== Segment start ==

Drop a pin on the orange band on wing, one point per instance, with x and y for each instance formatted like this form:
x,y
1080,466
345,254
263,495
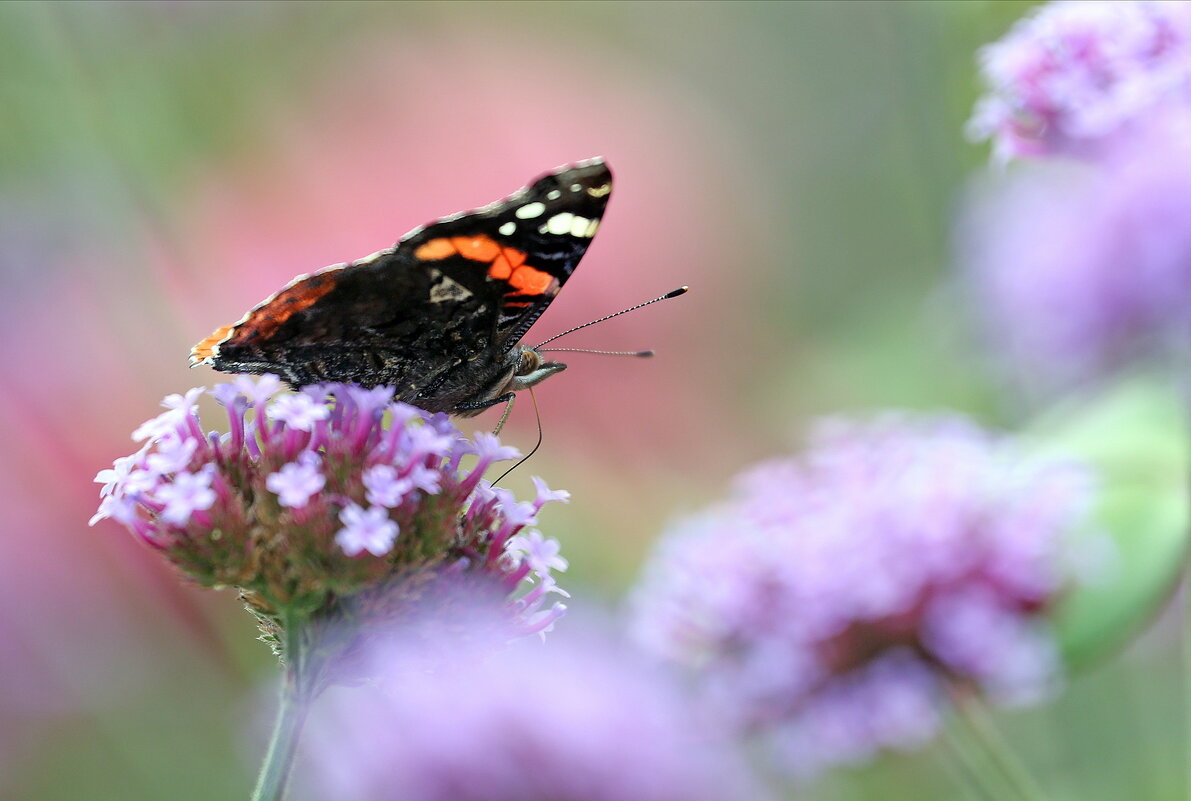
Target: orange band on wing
x,y
205,349
529,281
504,263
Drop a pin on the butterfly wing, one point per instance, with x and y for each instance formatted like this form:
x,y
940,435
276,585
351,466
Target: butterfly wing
x,y
454,296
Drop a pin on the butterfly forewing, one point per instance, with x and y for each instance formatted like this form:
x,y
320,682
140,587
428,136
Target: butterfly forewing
x,y
437,314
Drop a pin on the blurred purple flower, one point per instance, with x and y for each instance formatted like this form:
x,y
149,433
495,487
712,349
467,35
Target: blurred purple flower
x,y
532,724
1071,75
830,599
301,502
1079,269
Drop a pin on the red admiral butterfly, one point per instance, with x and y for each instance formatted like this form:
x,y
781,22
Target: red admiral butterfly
x,y
440,315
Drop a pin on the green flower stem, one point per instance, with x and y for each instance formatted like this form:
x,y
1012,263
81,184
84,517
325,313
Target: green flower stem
x,y
973,771
985,753
295,698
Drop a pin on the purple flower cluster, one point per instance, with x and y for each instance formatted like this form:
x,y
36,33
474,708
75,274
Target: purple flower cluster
x,y
316,496
833,599
531,724
1072,75
1084,269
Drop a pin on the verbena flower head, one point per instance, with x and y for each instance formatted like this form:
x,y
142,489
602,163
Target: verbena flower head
x,y
1072,75
1080,269
332,500
828,602
565,720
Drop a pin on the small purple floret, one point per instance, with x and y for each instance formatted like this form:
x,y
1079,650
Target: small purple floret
x,y
366,530
295,482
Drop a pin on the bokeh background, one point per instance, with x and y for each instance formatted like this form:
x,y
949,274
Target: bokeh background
x,y
163,166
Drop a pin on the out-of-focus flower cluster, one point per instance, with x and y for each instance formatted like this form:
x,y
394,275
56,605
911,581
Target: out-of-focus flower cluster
x,y
1072,75
1083,267
834,599
1083,270
571,720
312,498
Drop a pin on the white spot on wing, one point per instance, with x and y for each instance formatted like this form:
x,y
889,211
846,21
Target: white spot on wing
x,y
579,226
560,224
529,211
373,257
447,289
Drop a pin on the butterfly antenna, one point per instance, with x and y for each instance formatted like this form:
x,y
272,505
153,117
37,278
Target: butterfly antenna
x,y
638,354
675,293
537,415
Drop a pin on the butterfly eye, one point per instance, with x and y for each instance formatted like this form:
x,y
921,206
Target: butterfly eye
x,y
530,361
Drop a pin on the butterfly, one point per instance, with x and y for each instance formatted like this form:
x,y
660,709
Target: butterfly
x,y
440,315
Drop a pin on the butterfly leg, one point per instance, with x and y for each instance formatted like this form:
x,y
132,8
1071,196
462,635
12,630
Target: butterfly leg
x,y
474,407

== Segment end ==

Hand back all the entries exactly, leaving out the pictures.

Drop a pin on the orange band on wing, one point per instance, with x and y for each instance formatted like this form:
x,y
1080,466
345,254
263,495
Target: orange band on wing
x,y
205,349
529,281
504,263
Drop a pin on the butterfly wing, one point per instance, with x and y for each instance formatted like this form:
x,y
940,435
276,585
351,466
Target: butterfly wing
x,y
454,296
Drop a pin on the butterfly forewing, one point per instance, with x and y for each instance formatted like this form:
x,y
320,682
140,587
428,136
Target: butterfly forewing
x,y
437,314
Drop a pin on the blurred purple flower, one point per instance, with x and y for each instance formatted like this form:
x,y
149,433
495,487
712,349
467,35
Target: blurred purple flower
x,y
532,724
1071,75
830,599
301,502
1079,269
Drop a pin on the red admiral butterfly, one point per instance, with x and y for each instance formatted like this form:
x,y
781,22
Target: red admiral butterfly
x,y
440,315
Drop a pin on the green flower stem, one point per instance, with x and y for each instance formatted like this form:
x,y
1012,263
81,184
84,517
325,313
Target: green flower stem
x,y
973,771
985,753
295,698
Drop a pin on the purple flower cluster, one point per instance, with x and y for each instance formatted like this form:
x,y
36,33
474,708
75,274
Target: purple flower cluster
x,y
316,496
833,599
531,724
1072,75
1084,269
Drop a pin on the verbena flower head, one point per instance, with x and y for each instance formatted like this form:
x,y
142,489
602,163
Target: verbena flower head
x,y
1072,75
1080,269
332,500
828,602
565,720
Drop a pin on the small purple floret, one point per instance, with x and y for each instance formatted like this form:
x,y
1079,650
Target: small purple floret
x,y
366,530
295,482
Drop a pin on the bokeh background, one point per instance, with x and y for each instance formatted like this form:
x,y
949,274
Target: bokeh background
x,y
163,166
Drop a pin on the out-of-focus flower cluster, one point per instance, with x and y for each instance formatted like this form:
x,y
394,275
56,605
911,581
Target: out-of-focus flower cluster
x,y
1072,75
1083,267
834,599
1083,270
571,720
312,498
Drop a pin on the white spot on wing, one point per instance, with x and y for each instance formatted like this form:
x,y
889,211
846,21
Target: white spot on wing
x,y
579,226
560,224
529,211
373,257
447,289
Drop a pin on the butterfly antenna, one point per instance, with x and y for each instance formatted like this form:
x,y
272,505
153,117
37,278
Target: butterfly antenna
x,y
638,354
675,293
537,415
Drop a pin on the butterfly eye, one point per instance, with x and y for each instance formatted like this form:
x,y
921,206
Target: butterfly eye
x,y
530,361
Drop a pin on the butterfly, one point per instance, with x and y for each instance formatted like this form:
x,y
660,709
Target: butterfly
x,y
440,315
Drop a pin on the butterfly leg, one point per instance, with x and y for each instance formatted like this form:
x,y
132,8
1071,196
462,635
12,630
Target: butterfly leg
x,y
474,407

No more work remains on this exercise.